Your goal — Put every line of the entries below into a numbered list, leaving out any blank lines.

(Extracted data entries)
= = =

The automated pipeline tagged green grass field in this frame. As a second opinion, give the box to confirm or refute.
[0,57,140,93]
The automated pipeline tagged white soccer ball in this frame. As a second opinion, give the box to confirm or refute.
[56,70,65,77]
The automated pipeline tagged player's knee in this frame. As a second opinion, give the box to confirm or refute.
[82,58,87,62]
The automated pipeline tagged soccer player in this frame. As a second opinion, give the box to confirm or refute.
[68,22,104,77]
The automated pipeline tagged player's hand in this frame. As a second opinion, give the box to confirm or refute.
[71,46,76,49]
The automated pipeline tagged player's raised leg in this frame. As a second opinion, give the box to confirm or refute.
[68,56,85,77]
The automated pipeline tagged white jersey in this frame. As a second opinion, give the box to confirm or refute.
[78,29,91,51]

= = =

Answer to this exercise —
1. The automated pipeline tagged green grass field in this frame. As a second opinion, give the box to confirm or refute.
2. [0,57,140,93]
3. The automated pipeline tagged white soccer ball in this frame. As a second opinion, give the box to confirm or refute.
4. [56,70,65,77]
5. The automated pipeline tagged player's knee in this frame. As a second opinion, give the box to confirm or refute.
6. [82,58,87,62]
7. The automated pipeline tagged soccer player in this frame. As a second opinion, give the box to confirm or refute.
8. [68,22,104,77]
9. The automated pipeline tagged player's hand in this frame. As a second opinion, give the box to confirm or refute.
10. [71,46,76,49]
11. The automated pipeline tagged player's raised leg in this frame. As a second opinion, give the box to confirm or refute.
12. [68,56,85,77]
13. The automated pipeline tagged white jersey in this frame. As a second opinion, give the box to confirm or refute.
14. [78,29,91,51]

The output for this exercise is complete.